*ASSIGNED TASK 1*.
Answer these questions from the article on construction liability insurance:
(a) According to Smith, what does social inflation refer to?
(b) What does Freeman say the exact amount of Excess Liability coverage needed will vary based on?
(c) Which insurance does the article name as responding to worker injuries?
*ASSIGNED TASK 2*. Continue the article on construction liability insurance past its final sentence.

*DOCUMENT PASSAGE*.

..............................

What is causing these inflated jury verdicts is social inflation … It is not slowing down. If anything, due to the re-opening of the court system post COVID, it is getting worse.

“The whole insurance industry has evolved over the last several years,” Smith said of the changing legal landscape. “If somebody was severely injured in a crane accident and it gets in front of a jury, that is where the nuclear verdicts can come in. What is causing these inflated jury verdicts is social inflation, which refers to rising litigiousness. It is not slowing down. If anything, due to the re-opening of the court system post-COVID, it is getting worse.”

This makes Excess Liability Insurance particularly relevant for construction companies, “whether or not they are doing work in a major city where there are skyscrapers,” Freeman said. “It is a very difficult class of business,” he explained. “The more companies can do to create a safe environment for workers and for the public, the better.”


Someone operating a crane at ground level and not necessarily in an urban setting may not have to carry the same limits as someone in Midtown Manhattan.

Many construction companies will need to layer multiple Excess Liability Insurance policies to achieve sufficient limits, Freeman said. The exact amount needed will vary based on the business and the type of work it conducts.

“When talking to companies like this that operate with more potential for severe loss, it is important to make sure they are completely covered from a limits standpoint,” he said. “Someone operating a crane at ground level and not necessarily in an urban setting may not have to carry the same limits as someone in Midtown Manhattan. Being aware of the operations and where they are taking place is extremely important when looking at the overall limits to carry.”

Avoiding coverage surprises

Working with a specialized insurance broker who can advise on OSHA guidelines and best risk management practices is a key step for companies. They can also discuss the company’s need for Workers’ Compensation Insurance to respond to worker injuries, Auto Liability Insurance in the event they operate a fleet with on-road exposure and more.

“If any of their employees are hurt in a crane accident, there is definitely a Workers’ Compensation Insurance component to it,” Freeman said.

..............................

*DATA SEGMENT*.
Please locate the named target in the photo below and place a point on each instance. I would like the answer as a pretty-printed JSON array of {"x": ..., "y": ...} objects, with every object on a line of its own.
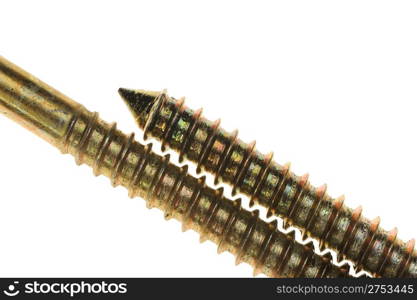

..............................

*ANSWER BOX 1*.
(a) Rising litigiousness.
(b) The business and the type of work it conducts.
(c) Workers' Compensation Insurance.

*ANSWER BOX 2*.
Construction companies should “work with a specialist wholesale broker who understands this class of business,” Smith added. “The Casualty Insurance market has generally stabilized, however, there are still high-hazard micro areas within the casualty segment that have firmed up — and the crane business is definitely one of those segments that is still a very challenging space,” he said.

Reviewing policies like CGL Insurance and Excess Liability Insurance is crucial to avoiding surprises after a claim arises, Freeman emphasized. “When a company is operating several stories off the ground in one of the most crowded cities in the world, they do not want to find out that they are inadequately covered or have a poorly written policy after the fact,” he said. “It is 100% imperative to discuss these topics with a broker ahead of time so that if something severe does happen, they are protected as much as possible. The time to correct things is during the quoting or renewal process, and not after a claim happens.”

While not every tower crane accident can be prevented, companies can mitigate their risk by maintaining their equipment and keeping maintenance logs, for example. “Many of these accidents can be prevented,” Freeman said. “When you are the owner of a crane company or the operator who is working 40 stories in the air, you kind of owe it to the public more than many other companies do to make sure your equipment is in fine working order and that you are doing everything you can to prevent this sort of thing from happening.”